TEXT SECTION:
As part of efforts to control the outbreak of the coronavirus in Ghana, the Government is considering amending the PRMA to allow the central authority to withdraw funds from the GHF to undertake emergency expenditures in periods of national emergency.

The Finance Minister, Ken Ofori Atta made the announcement in Parliament on Monday March, 30, 2020.

He revealed that there is an estimated US$591.1 million in the Ghana Heritage Fund.

He told Parliament that : “I will now update the House on measures Government is proposing to close the fiscal gap. Since we are faced with extraordinary circumstances which require extraordinary measures, we would like to propose the following measures for the consideration and support of the House:

“Lower the cap on the Ghana Stabilisation Fund (GSF) from the current US$300 million to US$100 million in accordance with Section 23 (3) of the Petroleum Revenue Management Act (PRMA).  This measure will enable the excess amount in the GSF account over the US$100 million cap to be transferred into the Contingency Fund, consistent with Section 23 (4) of the PRMA.

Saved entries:
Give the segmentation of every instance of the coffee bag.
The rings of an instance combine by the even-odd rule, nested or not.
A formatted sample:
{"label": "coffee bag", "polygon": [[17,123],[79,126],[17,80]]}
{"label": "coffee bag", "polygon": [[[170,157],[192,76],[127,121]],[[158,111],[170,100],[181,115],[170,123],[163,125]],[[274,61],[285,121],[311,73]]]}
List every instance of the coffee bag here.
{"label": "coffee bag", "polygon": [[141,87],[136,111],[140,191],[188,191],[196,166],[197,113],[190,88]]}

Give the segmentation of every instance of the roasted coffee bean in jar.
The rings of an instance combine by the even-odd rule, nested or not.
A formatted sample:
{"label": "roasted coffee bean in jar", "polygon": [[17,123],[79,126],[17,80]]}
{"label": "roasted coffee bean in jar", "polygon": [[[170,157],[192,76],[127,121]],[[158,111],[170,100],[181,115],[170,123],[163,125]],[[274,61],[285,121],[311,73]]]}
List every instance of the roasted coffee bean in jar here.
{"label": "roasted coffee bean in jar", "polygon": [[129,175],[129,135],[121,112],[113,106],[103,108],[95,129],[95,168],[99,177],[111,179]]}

QUESTIONS TO ANSWER:
• 1. In the passage on Ghana's coronavirus funding, switch "Ghana Heritage Fund" to "Heritage Fund" and write out the stretch from "The Finance Minister, Ken" through "of the PRMA." again.
• 2. According to the passage on Ghana's coronavirus funding, how much money is estimated to be in the Ghana Heritage Fund?

WRITTEN RESPONSES:
• 1.
The Finance Minister, Ken Ofori Atta made the announcement in Parliament on Monday March, 30, 2020.

He revealed that there is an estimated US$591.1 million in the Heritage Fund.

He told Parliament that : “I will now update the House on measures Government is proposing to close the fiscal gap. Since we are faced with extraordinary circumstances which require extraordinary measures, we would like to propose the following measures for the consideration and support of the House:

“Lower the cap on the Ghana Stabilisation Fund (GSF) from the current US$300 million to US$100 million in accordance with Section 23 (3) of the Petroleum Revenue Management Act (PRMA).  This measure will enable the excess amount in the GSF account over the US$100 million cap to be transferred into the Contingency Fund, consistent with Section 23 (4) of the PRMA.

• 2. An estimated US$591.1 million.